## What to produce
Look at each line below and tally those holding "hand"; answer with that figure and nothing else.

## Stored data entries
# # # #

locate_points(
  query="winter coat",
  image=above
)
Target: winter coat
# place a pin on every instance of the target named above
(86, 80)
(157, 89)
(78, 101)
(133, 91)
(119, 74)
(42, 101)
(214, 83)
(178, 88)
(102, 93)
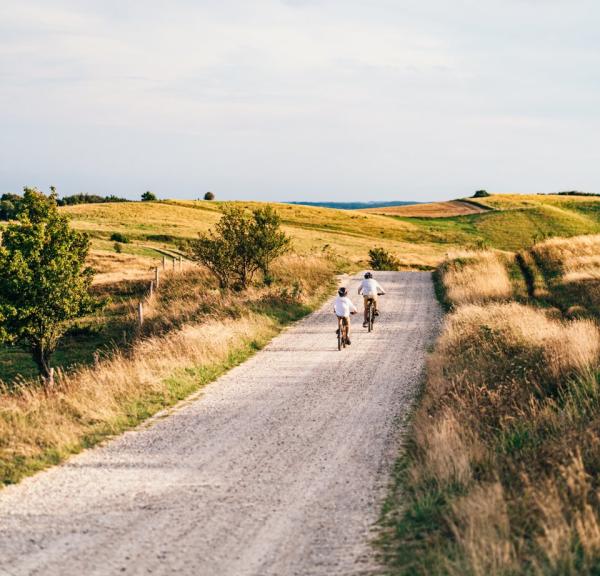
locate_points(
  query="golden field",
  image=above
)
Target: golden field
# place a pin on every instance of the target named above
(502, 474)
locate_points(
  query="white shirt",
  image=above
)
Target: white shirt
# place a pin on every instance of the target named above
(370, 287)
(343, 306)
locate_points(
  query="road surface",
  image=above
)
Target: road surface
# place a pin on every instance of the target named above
(277, 468)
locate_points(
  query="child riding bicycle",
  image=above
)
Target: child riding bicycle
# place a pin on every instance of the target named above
(343, 308)
(369, 289)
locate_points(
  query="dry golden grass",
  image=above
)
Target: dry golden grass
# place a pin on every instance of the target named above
(430, 210)
(475, 277)
(111, 267)
(349, 233)
(481, 526)
(35, 418)
(574, 259)
(503, 471)
(192, 331)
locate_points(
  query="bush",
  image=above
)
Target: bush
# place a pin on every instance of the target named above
(242, 244)
(381, 259)
(119, 237)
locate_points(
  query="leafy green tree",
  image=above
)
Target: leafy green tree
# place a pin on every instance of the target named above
(44, 282)
(149, 196)
(241, 244)
(268, 239)
(9, 206)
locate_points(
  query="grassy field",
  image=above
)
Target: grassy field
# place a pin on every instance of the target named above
(192, 333)
(501, 475)
(430, 209)
(156, 230)
(513, 222)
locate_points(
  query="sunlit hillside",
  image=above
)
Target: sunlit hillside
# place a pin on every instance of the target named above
(155, 227)
(513, 222)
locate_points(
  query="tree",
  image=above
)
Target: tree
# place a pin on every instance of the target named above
(44, 282)
(148, 196)
(269, 240)
(241, 244)
(381, 259)
(9, 206)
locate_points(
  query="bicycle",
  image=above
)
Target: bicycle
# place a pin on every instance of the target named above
(370, 314)
(342, 332)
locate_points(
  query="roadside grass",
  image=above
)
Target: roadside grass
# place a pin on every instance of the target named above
(501, 474)
(194, 332)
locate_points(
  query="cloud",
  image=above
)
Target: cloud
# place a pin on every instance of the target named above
(277, 99)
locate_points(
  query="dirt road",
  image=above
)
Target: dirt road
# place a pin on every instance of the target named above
(278, 468)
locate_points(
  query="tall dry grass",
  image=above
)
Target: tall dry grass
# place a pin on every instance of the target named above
(475, 277)
(572, 270)
(193, 332)
(502, 473)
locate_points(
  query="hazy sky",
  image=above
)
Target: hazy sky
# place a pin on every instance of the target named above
(300, 99)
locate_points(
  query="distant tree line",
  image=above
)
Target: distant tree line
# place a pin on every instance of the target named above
(577, 193)
(88, 199)
(12, 204)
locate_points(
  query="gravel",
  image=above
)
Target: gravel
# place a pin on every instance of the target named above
(279, 467)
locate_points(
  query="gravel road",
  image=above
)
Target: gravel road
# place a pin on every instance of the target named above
(278, 468)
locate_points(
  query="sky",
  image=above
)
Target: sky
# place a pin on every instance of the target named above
(337, 100)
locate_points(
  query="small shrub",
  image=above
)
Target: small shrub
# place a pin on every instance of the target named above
(381, 259)
(119, 237)
(241, 244)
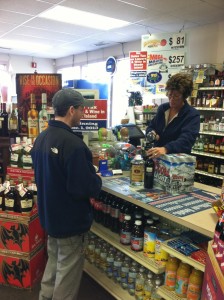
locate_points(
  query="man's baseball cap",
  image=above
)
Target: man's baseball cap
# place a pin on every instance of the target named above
(70, 97)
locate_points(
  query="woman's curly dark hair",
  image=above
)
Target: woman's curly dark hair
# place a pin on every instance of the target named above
(182, 83)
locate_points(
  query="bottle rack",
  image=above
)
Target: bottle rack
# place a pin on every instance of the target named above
(113, 239)
(108, 284)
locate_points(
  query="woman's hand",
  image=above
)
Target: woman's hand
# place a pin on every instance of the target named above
(156, 152)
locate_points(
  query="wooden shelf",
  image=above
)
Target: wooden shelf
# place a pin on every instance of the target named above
(168, 295)
(186, 259)
(209, 108)
(108, 284)
(210, 88)
(217, 133)
(207, 154)
(113, 239)
(209, 174)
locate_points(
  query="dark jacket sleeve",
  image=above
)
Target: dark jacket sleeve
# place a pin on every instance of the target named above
(82, 180)
(189, 132)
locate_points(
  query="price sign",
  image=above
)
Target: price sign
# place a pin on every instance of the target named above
(176, 59)
(177, 40)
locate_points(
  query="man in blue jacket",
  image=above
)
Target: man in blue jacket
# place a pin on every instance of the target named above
(176, 124)
(66, 179)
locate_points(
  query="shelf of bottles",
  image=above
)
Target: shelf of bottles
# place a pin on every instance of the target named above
(166, 294)
(207, 154)
(218, 133)
(113, 239)
(197, 265)
(113, 288)
(209, 174)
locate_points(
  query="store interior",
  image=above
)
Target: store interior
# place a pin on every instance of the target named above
(77, 55)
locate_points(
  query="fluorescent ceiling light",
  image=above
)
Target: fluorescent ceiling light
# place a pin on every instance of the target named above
(22, 45)
(82, 18)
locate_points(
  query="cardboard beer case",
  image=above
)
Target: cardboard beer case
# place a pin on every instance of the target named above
(20, 271)
(20, 234)
(174, 173)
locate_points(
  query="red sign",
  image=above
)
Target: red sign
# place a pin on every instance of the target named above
(138, 63)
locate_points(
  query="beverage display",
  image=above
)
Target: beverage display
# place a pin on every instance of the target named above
(32, 118)
(43, 116)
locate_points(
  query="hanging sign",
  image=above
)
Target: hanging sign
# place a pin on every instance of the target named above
(138, 63)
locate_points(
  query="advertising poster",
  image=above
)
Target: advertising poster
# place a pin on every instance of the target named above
(166, 55)
(94, 117)
(138, 63)
(36, 84)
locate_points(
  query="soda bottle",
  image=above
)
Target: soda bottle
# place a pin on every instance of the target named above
(124, 272)
(183, 274)
(149, 239)
(103, 257)
(2, 189)
(110, 262)
(157, 284)
(137, 236)
(115, 208)
(107, 218)
(218, 229)
(117, 266)
(171, 272)
(132, 277)
(195, 285)
(139, 284)
(126, 230)
(148, 286)
(149, 173)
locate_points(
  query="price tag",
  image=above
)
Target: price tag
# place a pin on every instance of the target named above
(177, 40)
(177, 59)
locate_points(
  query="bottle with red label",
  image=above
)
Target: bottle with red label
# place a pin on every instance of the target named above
(126, 230)
(137, 236)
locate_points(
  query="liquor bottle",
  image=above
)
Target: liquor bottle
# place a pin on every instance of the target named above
(149, 173)
(26, 158)
(3, 120)
(13, 121)
(43, 116)
(32, 118)
(25, 198)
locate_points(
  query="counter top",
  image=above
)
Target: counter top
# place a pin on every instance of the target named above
(203, 221)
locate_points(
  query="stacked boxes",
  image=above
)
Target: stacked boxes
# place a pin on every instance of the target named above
(22, 249)
(174, 173)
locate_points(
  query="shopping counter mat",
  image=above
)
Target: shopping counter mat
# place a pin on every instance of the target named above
(178, 205)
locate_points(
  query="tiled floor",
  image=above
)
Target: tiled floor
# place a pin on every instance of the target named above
(89, 289)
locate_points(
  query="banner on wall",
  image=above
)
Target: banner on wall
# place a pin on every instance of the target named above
(94, 117)
(138, 63)
(37, 84)
(166, 54)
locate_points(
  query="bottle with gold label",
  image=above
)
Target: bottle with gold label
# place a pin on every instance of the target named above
(43, 116)
(32, 118)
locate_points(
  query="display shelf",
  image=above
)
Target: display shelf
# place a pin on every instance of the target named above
(209, 108)
(108, 284)
(113, 239)
(166, 294)
(209, 174)
(186, 259)
(210, 88)
(207, 154)
(216, 133)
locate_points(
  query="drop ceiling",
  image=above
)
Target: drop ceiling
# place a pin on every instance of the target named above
(24, 32)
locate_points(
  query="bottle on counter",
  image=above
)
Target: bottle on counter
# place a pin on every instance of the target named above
(137, 236)
(195, 285)
(137, 171)
(171, 272)
(183, 274)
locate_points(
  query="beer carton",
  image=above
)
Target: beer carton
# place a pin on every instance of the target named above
(174, 173)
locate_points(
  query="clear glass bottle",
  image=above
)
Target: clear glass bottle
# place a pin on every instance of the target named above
(43, 116)
(32, 118)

# # # #

## Answer to this exercise
2